--- start DATA FOR THIS EXERCISE ---

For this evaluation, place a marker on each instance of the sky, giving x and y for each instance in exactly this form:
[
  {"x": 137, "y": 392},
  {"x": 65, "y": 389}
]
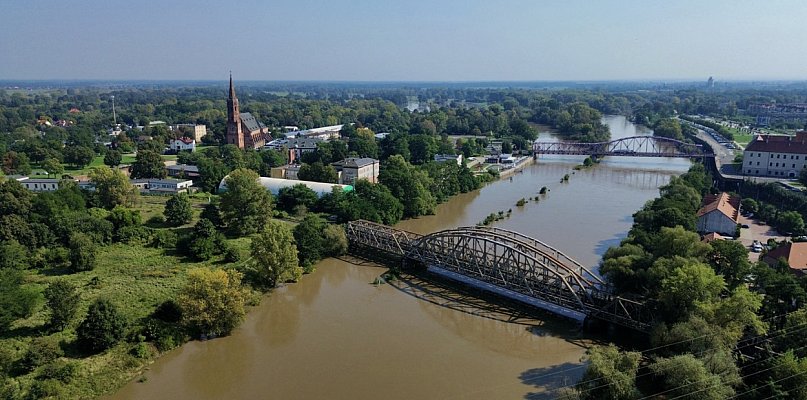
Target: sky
[{"x": 414, "y": 40}]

--- end DATA FOR THIS EXERCISE ---

● PROBLEM DESCRIPTION: Rewrite the rows with every "sky" changed to "horizon" and nothing else altered, and leave the pictures out.

● RESULT FOR THIS EXERCISE:
For this evaluation, place a marker on each instance of the horizon, giving x and y for each instance in exactly this form:
[
  {"x": 137, "y": 392},
  {"x": 65, "y": 389}
]
Target: horizon
[{"x": 414, "y": 40}]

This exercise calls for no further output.